Copy the rows below verbatim, keeping every line as it appears, but omit the pictures from your output.

## START

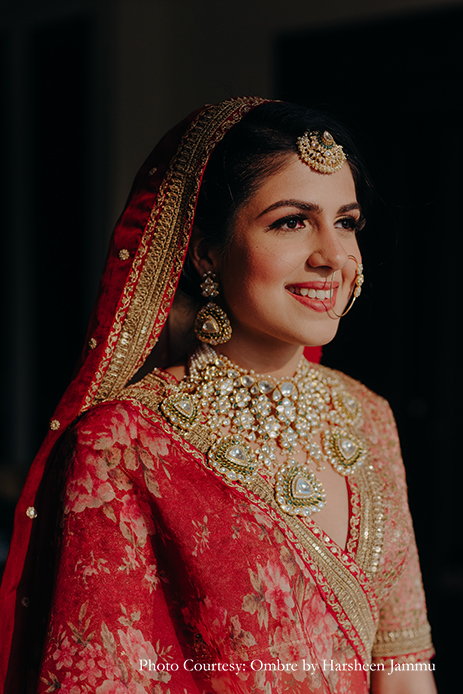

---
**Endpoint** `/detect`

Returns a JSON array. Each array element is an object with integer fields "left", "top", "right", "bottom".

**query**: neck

[{"left": 215, "top": 338, "right": 304, "bottom": 379}]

## END

**THE ANSWER**:
---
**Endpoint** `/detect`

Returns a JSON array. Each array element is an object with integer fields "left", "top", "right", "bottom".

**query**: neck

[{"left": 215, "top": 338, "right": 304, "bottom": 379}]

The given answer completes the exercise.